Write out the listing below, from its first line up to and including the line containing "Please outline every instance of the sky.", with every character unchanged.

========

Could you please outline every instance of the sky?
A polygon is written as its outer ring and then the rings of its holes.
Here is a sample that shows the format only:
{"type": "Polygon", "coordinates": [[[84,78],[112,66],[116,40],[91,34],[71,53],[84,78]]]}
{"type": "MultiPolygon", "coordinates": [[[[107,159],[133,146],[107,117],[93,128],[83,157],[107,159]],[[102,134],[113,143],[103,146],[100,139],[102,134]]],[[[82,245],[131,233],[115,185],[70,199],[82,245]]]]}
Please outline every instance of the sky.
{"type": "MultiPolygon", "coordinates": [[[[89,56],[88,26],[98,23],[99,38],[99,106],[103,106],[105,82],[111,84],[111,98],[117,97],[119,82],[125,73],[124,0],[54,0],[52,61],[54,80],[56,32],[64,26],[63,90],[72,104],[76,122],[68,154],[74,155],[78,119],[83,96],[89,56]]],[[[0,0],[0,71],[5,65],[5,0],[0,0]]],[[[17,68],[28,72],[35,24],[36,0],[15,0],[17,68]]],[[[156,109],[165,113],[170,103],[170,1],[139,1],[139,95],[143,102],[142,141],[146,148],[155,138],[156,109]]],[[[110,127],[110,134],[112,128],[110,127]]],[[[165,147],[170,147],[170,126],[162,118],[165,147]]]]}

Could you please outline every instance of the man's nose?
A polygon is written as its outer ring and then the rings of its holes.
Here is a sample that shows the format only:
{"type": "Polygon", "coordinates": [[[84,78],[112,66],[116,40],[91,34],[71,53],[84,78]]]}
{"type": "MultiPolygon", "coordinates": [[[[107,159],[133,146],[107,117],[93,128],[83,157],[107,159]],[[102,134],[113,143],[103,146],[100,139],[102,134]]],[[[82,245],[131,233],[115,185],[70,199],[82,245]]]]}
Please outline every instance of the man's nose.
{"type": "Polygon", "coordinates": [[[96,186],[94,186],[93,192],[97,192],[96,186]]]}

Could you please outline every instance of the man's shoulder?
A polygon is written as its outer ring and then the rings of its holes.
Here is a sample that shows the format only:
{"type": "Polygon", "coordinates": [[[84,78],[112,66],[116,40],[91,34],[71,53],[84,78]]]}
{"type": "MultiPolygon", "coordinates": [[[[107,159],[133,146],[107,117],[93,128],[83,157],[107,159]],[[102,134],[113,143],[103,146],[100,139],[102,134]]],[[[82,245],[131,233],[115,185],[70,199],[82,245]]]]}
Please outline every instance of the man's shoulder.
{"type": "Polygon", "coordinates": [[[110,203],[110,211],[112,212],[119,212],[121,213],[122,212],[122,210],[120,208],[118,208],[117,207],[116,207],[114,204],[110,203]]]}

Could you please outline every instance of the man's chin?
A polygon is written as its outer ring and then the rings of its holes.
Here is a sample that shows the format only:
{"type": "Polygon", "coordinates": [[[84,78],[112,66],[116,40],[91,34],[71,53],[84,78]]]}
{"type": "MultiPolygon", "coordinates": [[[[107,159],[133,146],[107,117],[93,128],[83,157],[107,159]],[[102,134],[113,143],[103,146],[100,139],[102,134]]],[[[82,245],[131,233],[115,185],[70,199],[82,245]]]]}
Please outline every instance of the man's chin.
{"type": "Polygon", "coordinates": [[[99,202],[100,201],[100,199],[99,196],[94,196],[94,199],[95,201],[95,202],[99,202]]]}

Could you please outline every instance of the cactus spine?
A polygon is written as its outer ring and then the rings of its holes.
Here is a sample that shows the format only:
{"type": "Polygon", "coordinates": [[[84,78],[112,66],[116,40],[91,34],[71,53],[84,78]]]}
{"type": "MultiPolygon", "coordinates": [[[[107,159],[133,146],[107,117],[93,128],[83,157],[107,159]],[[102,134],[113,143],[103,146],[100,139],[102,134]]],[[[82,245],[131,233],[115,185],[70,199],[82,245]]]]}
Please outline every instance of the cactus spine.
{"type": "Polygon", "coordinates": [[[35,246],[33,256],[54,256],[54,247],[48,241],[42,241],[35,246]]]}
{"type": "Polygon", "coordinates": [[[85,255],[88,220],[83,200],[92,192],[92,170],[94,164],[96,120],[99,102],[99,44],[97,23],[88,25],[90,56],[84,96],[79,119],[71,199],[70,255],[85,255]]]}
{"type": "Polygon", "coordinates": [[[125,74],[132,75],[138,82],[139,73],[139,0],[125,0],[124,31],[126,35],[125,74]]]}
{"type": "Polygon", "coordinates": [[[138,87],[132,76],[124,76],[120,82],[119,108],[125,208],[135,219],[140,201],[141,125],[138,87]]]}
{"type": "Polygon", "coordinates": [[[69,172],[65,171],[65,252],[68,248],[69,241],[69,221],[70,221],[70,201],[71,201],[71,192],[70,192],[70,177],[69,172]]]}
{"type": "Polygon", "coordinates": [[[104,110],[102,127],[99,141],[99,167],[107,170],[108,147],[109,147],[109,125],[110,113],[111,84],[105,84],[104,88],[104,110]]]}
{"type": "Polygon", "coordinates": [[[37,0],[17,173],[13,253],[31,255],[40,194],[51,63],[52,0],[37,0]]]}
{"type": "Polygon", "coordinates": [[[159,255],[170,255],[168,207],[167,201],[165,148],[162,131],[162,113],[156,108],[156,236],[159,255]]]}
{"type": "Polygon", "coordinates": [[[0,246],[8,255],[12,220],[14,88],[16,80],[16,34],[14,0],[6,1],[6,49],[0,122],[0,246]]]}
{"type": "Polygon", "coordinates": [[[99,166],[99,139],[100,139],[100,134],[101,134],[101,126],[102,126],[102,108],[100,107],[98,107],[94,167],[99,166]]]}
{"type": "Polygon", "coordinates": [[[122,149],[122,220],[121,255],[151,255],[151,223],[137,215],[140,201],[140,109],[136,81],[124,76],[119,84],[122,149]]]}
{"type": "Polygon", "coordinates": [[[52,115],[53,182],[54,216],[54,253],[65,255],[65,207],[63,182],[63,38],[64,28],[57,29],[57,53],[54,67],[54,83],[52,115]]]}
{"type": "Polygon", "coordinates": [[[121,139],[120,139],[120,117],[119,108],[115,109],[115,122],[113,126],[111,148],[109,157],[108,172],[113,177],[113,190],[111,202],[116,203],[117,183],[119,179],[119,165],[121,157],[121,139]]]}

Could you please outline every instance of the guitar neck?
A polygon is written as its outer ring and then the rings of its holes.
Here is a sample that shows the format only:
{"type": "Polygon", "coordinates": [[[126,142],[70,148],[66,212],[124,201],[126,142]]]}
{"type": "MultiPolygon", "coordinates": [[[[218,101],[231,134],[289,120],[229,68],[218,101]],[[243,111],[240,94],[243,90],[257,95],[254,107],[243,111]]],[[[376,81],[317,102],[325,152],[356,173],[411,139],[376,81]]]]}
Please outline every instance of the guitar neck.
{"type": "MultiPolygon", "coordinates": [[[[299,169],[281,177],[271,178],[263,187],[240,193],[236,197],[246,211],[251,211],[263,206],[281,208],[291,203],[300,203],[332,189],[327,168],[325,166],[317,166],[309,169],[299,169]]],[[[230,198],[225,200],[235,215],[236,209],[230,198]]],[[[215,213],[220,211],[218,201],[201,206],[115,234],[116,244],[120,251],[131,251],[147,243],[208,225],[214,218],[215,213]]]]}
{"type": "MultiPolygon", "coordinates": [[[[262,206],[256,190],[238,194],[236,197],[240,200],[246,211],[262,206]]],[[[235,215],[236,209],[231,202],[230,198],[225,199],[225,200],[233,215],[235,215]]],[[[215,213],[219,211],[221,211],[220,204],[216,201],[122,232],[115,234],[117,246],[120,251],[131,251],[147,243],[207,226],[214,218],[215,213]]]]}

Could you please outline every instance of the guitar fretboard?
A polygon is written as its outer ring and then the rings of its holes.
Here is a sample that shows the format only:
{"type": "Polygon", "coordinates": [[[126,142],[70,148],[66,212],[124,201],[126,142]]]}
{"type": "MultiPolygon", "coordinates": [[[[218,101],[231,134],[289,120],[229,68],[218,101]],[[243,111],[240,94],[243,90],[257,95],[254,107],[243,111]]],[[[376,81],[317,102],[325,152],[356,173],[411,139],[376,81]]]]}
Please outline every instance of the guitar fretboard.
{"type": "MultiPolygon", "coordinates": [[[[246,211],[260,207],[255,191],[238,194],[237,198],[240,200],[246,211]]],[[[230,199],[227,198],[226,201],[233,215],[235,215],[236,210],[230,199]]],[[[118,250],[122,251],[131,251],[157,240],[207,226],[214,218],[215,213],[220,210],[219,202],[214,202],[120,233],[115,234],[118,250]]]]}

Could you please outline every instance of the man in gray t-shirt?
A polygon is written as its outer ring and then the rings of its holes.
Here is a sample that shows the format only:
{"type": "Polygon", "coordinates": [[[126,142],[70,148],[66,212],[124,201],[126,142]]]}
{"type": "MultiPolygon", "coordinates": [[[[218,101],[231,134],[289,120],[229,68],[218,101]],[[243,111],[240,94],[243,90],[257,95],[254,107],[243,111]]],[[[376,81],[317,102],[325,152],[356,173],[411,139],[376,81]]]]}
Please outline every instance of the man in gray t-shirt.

========

*IN RESPONSE*:
Could you please outline every instance of the sky?
A polygon is written as its outer ring and then the rings of its holes.
Here is a sample that shows the format only:
{"type": "Polygon", "coordinates": [[[84,78],[112,66],[116,40],[91,34],[71,53],[84,78]]]}
{"type": "MultiPolygon", "coordinates": [[[[107,159],[133,146],[107,117],[93,128],[83,157],[107,159]],[[102,134],[113,143],[103,146],[100,139],[102,134]]],[[[82,245],[131,233],[115,185],[70,199],[82,245]]]]}
Please outline every instance of the sky.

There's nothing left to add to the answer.